Written request |
Extract every line of the records below and copy each one unchanged, keeping the original wording and order.

The data |
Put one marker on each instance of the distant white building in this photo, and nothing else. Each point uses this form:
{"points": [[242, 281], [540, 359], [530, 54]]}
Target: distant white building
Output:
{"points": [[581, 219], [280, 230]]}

Response to this task |
Put one marker on each instance of the distant white building in this photo, and nothing else. Each point uses this form:
{"points": [[242, 281], [540, 359], [530, 54]]}
Target: distant white building
Output:
{"points": [[581, 219], [280, 230]]}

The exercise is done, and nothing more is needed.